Directions for this task - Present every line of the material below as a numbered list, leaving out any blank lines.

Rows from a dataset
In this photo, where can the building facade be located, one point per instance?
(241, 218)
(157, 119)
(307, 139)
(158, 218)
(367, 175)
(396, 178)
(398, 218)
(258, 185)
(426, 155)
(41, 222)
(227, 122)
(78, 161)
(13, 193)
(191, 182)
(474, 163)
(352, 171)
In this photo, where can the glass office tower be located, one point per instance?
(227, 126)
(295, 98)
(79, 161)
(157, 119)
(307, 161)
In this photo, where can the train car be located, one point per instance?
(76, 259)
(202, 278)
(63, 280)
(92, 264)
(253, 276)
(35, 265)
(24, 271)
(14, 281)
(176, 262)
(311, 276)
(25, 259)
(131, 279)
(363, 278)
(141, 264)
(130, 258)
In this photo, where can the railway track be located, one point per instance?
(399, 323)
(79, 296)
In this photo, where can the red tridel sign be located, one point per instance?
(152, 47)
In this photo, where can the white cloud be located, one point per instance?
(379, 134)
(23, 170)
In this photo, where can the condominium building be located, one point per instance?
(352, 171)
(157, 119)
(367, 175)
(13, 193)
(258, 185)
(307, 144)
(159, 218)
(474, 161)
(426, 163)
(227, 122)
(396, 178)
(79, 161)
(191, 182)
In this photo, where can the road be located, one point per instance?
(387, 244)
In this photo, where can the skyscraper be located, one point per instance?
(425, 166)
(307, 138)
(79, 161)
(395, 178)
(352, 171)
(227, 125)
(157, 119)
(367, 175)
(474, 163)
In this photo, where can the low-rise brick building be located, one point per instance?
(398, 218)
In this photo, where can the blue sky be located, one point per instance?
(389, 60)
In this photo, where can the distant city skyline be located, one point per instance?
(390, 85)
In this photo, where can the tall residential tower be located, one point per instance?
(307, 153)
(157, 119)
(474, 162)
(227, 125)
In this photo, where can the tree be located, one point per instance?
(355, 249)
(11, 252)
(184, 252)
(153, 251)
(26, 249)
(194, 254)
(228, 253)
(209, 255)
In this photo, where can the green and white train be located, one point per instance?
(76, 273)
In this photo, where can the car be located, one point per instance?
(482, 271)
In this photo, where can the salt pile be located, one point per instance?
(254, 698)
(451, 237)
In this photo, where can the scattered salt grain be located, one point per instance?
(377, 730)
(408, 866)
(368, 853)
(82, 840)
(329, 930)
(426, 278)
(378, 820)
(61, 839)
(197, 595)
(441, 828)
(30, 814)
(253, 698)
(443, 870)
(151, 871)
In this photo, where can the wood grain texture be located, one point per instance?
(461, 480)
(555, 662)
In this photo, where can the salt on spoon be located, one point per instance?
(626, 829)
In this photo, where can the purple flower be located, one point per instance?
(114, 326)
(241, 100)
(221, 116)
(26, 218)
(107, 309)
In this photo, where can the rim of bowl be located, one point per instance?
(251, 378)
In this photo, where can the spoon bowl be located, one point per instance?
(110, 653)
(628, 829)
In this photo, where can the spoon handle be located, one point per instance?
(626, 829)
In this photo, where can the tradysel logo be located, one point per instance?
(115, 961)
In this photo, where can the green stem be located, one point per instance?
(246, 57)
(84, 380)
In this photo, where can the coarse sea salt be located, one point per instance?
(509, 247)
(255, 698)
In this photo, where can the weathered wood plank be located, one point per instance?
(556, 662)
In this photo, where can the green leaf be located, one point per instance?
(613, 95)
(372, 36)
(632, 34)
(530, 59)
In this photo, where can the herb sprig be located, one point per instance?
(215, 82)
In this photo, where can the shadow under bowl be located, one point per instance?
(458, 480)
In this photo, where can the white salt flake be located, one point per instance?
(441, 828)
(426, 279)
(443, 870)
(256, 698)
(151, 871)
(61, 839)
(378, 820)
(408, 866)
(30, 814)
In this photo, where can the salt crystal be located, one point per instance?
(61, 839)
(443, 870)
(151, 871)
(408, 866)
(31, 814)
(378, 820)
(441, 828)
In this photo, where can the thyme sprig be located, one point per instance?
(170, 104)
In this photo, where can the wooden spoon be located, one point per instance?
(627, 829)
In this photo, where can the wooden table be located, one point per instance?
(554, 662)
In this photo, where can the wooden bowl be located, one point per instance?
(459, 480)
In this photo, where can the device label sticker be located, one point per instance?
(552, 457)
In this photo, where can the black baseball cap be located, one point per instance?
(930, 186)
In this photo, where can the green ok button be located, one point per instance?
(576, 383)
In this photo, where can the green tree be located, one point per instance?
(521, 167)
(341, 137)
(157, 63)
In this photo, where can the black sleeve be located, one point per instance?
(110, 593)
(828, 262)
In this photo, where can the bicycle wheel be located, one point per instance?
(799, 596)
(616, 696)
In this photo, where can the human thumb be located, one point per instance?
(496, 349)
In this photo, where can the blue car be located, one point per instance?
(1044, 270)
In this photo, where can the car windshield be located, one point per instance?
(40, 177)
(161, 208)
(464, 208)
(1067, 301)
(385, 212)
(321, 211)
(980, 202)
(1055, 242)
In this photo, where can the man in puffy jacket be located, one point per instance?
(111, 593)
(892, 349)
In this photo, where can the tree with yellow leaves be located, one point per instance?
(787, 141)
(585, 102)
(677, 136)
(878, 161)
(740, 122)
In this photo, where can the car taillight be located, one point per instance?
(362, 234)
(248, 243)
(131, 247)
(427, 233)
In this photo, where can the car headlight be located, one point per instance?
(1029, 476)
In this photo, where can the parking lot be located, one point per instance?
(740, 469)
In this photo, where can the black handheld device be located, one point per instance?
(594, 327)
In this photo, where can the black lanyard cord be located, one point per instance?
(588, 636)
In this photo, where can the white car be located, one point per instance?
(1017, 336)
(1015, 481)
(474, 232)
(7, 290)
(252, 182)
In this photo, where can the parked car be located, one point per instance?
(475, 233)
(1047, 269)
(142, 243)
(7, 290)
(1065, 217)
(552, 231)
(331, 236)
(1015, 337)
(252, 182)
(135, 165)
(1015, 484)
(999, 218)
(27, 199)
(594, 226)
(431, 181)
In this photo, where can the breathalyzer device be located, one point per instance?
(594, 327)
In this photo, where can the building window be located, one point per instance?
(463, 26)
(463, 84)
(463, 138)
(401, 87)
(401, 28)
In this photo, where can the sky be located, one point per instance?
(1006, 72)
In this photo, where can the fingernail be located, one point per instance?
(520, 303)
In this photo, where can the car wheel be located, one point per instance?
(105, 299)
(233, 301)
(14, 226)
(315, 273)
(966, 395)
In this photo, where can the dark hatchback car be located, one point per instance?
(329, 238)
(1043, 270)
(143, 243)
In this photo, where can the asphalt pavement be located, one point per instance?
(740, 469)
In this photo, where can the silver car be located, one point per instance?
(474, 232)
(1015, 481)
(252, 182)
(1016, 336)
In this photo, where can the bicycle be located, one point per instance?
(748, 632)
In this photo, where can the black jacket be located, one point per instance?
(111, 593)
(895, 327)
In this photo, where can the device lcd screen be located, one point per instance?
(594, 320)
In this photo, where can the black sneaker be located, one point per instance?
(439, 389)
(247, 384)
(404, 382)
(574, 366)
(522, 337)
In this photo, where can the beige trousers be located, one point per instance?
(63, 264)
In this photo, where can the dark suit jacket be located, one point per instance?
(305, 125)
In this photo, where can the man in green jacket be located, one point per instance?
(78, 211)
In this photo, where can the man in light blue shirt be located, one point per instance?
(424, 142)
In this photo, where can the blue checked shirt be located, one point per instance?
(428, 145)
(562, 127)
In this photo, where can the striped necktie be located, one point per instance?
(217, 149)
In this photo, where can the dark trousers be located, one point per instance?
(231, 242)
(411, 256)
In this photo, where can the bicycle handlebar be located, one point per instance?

Result of this task -
1. In this photo, where can the building facade be located, one point per instance?
2. (241, 218)
3. (157, 119)
4. (307, 139)
5. (158, 218)
6. (367, 175)
7. (396, 178)
8. (398, 218)
9. (258, 185)
10. (426, 155)
11. (41, 222)
12. (227, 122)
13. (78, 161)
14. (13, 193)
15. (191, 182)
16. (474, 163)
17. (352, 171)
18. In this photo, where can the glass office tower be located, one point per instance?
19. (227, 126)
20. (295, 98)
21. (79, 161)
22. (157, 119)
23. (307, 161)
24. In this photo, where can the train car be located, one point per instance?
25. (76, 259)
26. (202, 278)
27. (63, 280)
28. (92, 264)
29. (253, 276)
30. (35, 265)
31. (24, 271)
32. (14, 281)
33. (176, 262)
34. (311, 276)
35. (25, 259)
36. (131, 279)
37. (363, 278)
38. (141, 264)
39. (130, 258)
40. In this photo, where can the railway track be located, one point per instance?
41. (399, 323)
42. (79, 296)
43. In this photo, where can the red tridel sign be located, one point per instance?
44. (152, 47)
45. In this photo, where can the white cloud be located, one point per instance?
46. (379, 134)
47. (23, 170)
48. In this photo, where can the condominium building be located, one point per instance?
49. (352, 171)
50. (157, 119)
51. (367, 175)
52. (13, 193)
53. (258, 185)
54. (307, 144)
55. (159, 218)
56. (474, 161)
57. (426, 163)
58. (227, 122)
59. (396, 178)
60. (79, 161)
61. (191, 182)
62. In this photo, where can the road be located, one point per instance?
63. (387, 244)
64. In this photo, where can the skyscraper be located, one point per instance?
65. (425, 166)
66. (307, 138)
67. (79, 161)
68. (395, 178)
69. (352, 171)
70. (227, 125)
71. (157, 119)
72. (367, 175)
73. (474, 163)
74. In this photo, where can the low-rise brick building be located, one point per instance?
75. (398, 218)
76. In this photo, where can the blue sky be located, one point per instance?
77. (389, 60)
78. In this photo, where can the distant city skyline be located, one point per instance?
79. (390, 85)
80. In this photo, where can the tall residential tower be located, one point per instance?
81. (307, 153)
82. (157, 119)
83. (474, 162)
84. (227, 125)
85. In this photo, where can the tree be located, one point per instance?
86. (355, 249)
87. (11, 252)
88. (184, 252)
89. (153, 251)
90. (26, 249)
91. (194, 254)
92. (228, 253)
93. (209, 255)
94. In this photo, where can the green and white train be located, one point per instance?
95. (76, 273)
96. In this photo, where can the car be located, one point per instance?
97. (482, 271)
98. In this photo, where can the salt pile be located, one point per instance?
99. (254, 698)
100. (451, 237)
101. In this photo, where can the scattered salt grain be located, one point per instance?
102. (377, 730)
103. (408, 866)
104. (368, 853)
105. (82, 840)
106. (329, 930)
107. (426, 278)
108. (378, 820)
109. (61, 839)
110. (197, 595)
111. (441, 828)
112. (30, 814)
113. (253, 698)
114. (443, 870)
115. (151, 871)
116. In this photo, where can the wood grain texture be located, one point per instance?
117. (461, 480)
118. (555, 662)
119. In this photo, where can the salt on spoon be located, one point per instance?
120. (626, 829)
121. In this photo, where can the purple flower be located, one point per instance?
122. (114, 326)
123. (241, 100)
124. (221, 116)
125. (26, 218)
126. (107, 309)
127. In this photo, where can the rim of bowl be located, one point per instance?
128. (251, 378)
129. In this photo, where can the spoon bowl be located, one point per instance?
130. (110, 653)
131. (628, 829)
132. In this photo, where can the spoon handle be located, one point per instance?
133. (626, 829)
134. In this photo, where can the tradysel logo be located, one point per instance?
135. (115, 961)
136. In this photo, where can the green stem be located, one point per instance?
137. (246, 57)
138. (84, 380)
139. In this photo, where can the coarse sea salt be located, one point per instance?
140. (509, 247)
141. (255, 698)
142. In this photo, where can the weathered wood plank be located, one point per instance?
143. (556, 662)
144. In this photo, where can the green leaf be located, one point per instance?
145. (613, 95)
146. (372, 36)
147. (632, 34)
148. (530, 59)
149. In this photo, where can the herb sprig be located, one point per instance?
150. (215, 82)
151. In this photo, where can the shadow under bowl be located, one point per instance?
152. (458, 480)
153. In this photo, where can the white salt flake be located, one point per instance?
154. (441, 828)
155. (426, 279)
156. (443, 870)
157. (256, 698)
158. (151, 871)
159. (61, 839)
160. (378, 820)
161. (408, 866)
162. (30, 814)
163. In this photo, where can the salt crystal be located, one point per instance?
164. (61, 839)
165. (443, 870)
166. (151, 871)
167. (408, 866)
168. (31, 814)
169. (378, 820)
170. (441, 828)
171. In this photo, where can the thyme sprig be located, one point per instance?
172. (170, 104)
173. In this photo, where can the wooden spoon be located, one point per instance?
174. (627, 829)
175. In this photo, where can the wooden table be located, one point per instance?
176. (554, 662)
177. In this photo, where can the wooden bowl be located, one point per instance?
178. (459, 480)
179. In this photo, where can the device label sticker be located, one point per instance?
180. (552, 457)
181. In this photo, where can the black baseball cap be located, one point per instance?
182. (930, 186)
183. In this photo, where can the green ok button be located, one point per instance?
184. (576, 383)
185. In this photo, where can the green tree be located, one point per instance?
186. (521, 167)
187. (341, 137)
188. (157, 63)
189. In this photo, where can the black sleeve be located, one point per instance?
190. (110, 593)
191. (828, 262)
192. In this photo, where can the bicycle wheel be located, one point per instance?
193. (799, 596)
194. (616, 696)
195. In this photo, where can the human thumb be located, one point per instance?
196. (496, 349)
197. In this photo, where can the blue car be located, one point per instance?
198. (1044, 270)
199. In this photo, where can the car windshield be located, one point per instance?
200. (40, 177)
201. (161, 208)
202. (464, 208)
203. (1067, 301)
204. (385, 212)
205. (321, 211)
206. (980, 202)
207. (1055, 242)
208. In this photo, where can the man in puffy jacket be located, one point per instance?
209. (111, 593)
210. (892, 349)
211. In this photo, where can the tree with yellow leaves be located, one point per instance?
212. (787, 141)
213. (585, 102)
214. (677, 136)
215. (878, 161)
216. (740, 122)
217. In this photo, where can the car taillight be located, one point per instance?
218. (362, 234)
219. (248, 243)
220. (131, 247)
221. (427, 233)
222. In this photo, where can the car headlight be located, one point per instance?
223. (1029, 476)
224. In this photo, where can the parking lot be located, one point per instance?
225. (740, 469)
226. In this photo, where can the black handheld device be located, one point per instance?
227. (594, 327)
228. In this photo, where can the black lanyard cord be located, one point per instance?
229. (588, 636)
230. In this photo, where can the white car be located, one point per instance?
231. (1017, 336)
232. (1015, 481)
233. (474, 232)
234. (7, 290)
235. (252, 182)
236. In this photo, where can the parked car be located, one point per instance?
237. (475, 233)
238. (1047, 269)
239. (142, 243)
240. (7, 290)
241. (1065, 217)
242. (552, 231)
243. (331, 236)
244. (1015, 337)
245. (252, 182)
246. (135, 165)
247. (1015, 484)
248. (999, 218)
249. (27, 199)
250. (594, 226)
251. (431, 181)
252. In this photo, where can the breathalyzer device be located, one point per instance?
253. (594, 327)
254. In this photo, where can the building window be located, one point per instance?
255. (463, 26)
256. (463, 84)
257. (463, 138)
258. (401, 87)
259. (401, 28)
260. In this photo, where can the sky be located, one point per instance?
261. (1006, 72)
262. In this photo, where can the fingernail be located, one point per instance?
263. (520, 303)
264. In this photo, where can the car wheel be located, one point per instance?
265. (105, 299)
266. (233, 301)
267. (14, 226)
268. (315, 273)
269. (966, 395)
270. In this photo, where can the dark hatchback car be located, one point per instance?
271. (329, 238)
272. (1043, 270)
273. (143, 243)
274. In this photo, where can the asphalt pavement be located, one point per instance?
275. (740, 469)
276. In this photo, where can the silver car be located, one point per instance?
277. (474, 232)
278. (1015, 481)
279. (252, 182)
280. (1016, 336)
281. In this photo, where can the bicycle be located, one point per instance?
282. (748, 632)
283. In this photo, where can the black jacket be located, one point per instance?
284. (111, 593)
285. (895, 327)
286. In this photo, where can the device lcd screen be located, one point per instance?
287. (594, 320)
288. In this photo, where can the black sneaker be located, one point per instance?
289. (439, 389)
290. (247, 384)
291. (404, 382)
292. (574, 366)
293. (522, 337)
294. In this photo, where can the beige trousers be located, one point per instance?
295. (63, 264)
296. In this photo, where can the dark suit jacket be located, one point per instance?
297. (305, 125)
298. In this photo, where can the man in green jacket be located, one point per instance?
299. (78, 211)
300. In this photo, where can the man in light blue shirt be located, one point per instance?
301. (424, 142)
302. In this photo, where can the blue checked shirt be located, one point per instance?
303. (428, 145)
304. (562, 127)
305. In this photo, where can the striped necktie be located, one point per instance?
306. (217, 149)
307. In this photo, where can the dark trousers be located, one point per instance?
308. (231, 242)
309. (411, 256)
310. In this photo, where can the bicycle handlebar be located, one point per instance?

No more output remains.